- [Goal]
Reproduce the listing below word for word, from the line that contains "Pick-planner input: for every instance of the elderly" through the last line of the listing, including both.

- [Records for the exercise]
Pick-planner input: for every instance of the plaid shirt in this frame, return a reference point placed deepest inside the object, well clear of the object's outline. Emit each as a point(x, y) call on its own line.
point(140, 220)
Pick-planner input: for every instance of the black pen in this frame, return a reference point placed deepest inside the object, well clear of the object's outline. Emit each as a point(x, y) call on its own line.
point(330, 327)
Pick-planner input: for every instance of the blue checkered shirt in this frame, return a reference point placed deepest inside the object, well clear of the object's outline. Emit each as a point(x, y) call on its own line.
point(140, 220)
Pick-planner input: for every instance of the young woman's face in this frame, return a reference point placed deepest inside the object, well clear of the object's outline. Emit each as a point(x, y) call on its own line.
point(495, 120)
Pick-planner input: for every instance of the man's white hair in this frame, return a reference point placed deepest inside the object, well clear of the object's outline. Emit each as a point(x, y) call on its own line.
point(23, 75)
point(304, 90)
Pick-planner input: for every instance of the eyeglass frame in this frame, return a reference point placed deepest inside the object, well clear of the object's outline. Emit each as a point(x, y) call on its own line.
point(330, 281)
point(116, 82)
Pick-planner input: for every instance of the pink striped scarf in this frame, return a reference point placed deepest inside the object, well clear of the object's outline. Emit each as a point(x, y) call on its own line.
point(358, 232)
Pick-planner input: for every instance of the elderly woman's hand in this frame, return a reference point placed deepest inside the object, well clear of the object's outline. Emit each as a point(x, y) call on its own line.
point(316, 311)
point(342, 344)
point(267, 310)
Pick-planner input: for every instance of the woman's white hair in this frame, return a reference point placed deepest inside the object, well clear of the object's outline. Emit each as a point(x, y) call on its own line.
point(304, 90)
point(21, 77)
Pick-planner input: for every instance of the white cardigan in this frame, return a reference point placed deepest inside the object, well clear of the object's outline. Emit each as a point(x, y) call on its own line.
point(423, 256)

- [Written solution]
Pick-planner input: for every instance of the elderly woman's hand in this frame, return a reference point placed deepest inside the object, well clear of the object's outline. Emit each as a point(x, y) call on its own line.
point(316, 311)
point(342, 344)
point(267, 310)
Pick-planner input: for every instance of the woman's white hair in this frame, return a reference point placed deepest inside the object, well clear of the object's outline. Emit each as a point(x, y) call on its own line.
point(304, 90)
point(21, 77)
Pick-planner input: for every instance of the white cardigan in this frame, return a reference point placed deepest inside the object, well clear of the object's outline. Emit each as a point(x, y) call on its own line.
point(423, 256)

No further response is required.